• _The exercise_:
Rewrite the part of the items that opens with the line containing "hair in the photo above." and continues through the end of the items, putting "striped shirt" in place of "white shirt" and leaving everything else unchanged.

[Raw items]
** begin **

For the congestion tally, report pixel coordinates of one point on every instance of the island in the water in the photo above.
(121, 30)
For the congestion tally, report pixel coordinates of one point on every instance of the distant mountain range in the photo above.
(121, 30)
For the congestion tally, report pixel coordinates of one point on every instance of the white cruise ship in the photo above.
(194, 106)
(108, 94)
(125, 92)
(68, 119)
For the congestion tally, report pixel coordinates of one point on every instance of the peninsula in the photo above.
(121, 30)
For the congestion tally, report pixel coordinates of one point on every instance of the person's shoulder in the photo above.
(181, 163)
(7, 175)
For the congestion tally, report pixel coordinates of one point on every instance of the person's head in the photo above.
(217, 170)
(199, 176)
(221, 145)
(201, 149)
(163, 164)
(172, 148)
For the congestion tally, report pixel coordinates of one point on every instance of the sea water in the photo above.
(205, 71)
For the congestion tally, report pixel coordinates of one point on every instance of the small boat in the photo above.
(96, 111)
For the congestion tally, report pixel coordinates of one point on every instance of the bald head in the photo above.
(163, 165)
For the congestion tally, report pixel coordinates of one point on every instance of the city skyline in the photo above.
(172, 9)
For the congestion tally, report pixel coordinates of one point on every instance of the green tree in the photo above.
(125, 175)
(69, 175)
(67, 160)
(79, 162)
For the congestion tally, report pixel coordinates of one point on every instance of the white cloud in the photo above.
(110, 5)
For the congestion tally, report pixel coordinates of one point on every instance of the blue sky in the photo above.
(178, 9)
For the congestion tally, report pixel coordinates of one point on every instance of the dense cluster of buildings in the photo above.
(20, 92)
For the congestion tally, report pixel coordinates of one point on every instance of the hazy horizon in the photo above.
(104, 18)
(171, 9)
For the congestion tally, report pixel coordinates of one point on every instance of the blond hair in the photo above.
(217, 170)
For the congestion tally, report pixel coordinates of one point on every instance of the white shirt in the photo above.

** end **

• _Finished task_:
For the congestion tally, report pixel coordinates of one point on every instance of the blond hair in the photo above.
(217, 170)
For the congestion tally, report pixel coordinates of one point on every instance of the striped shirt in the photo above.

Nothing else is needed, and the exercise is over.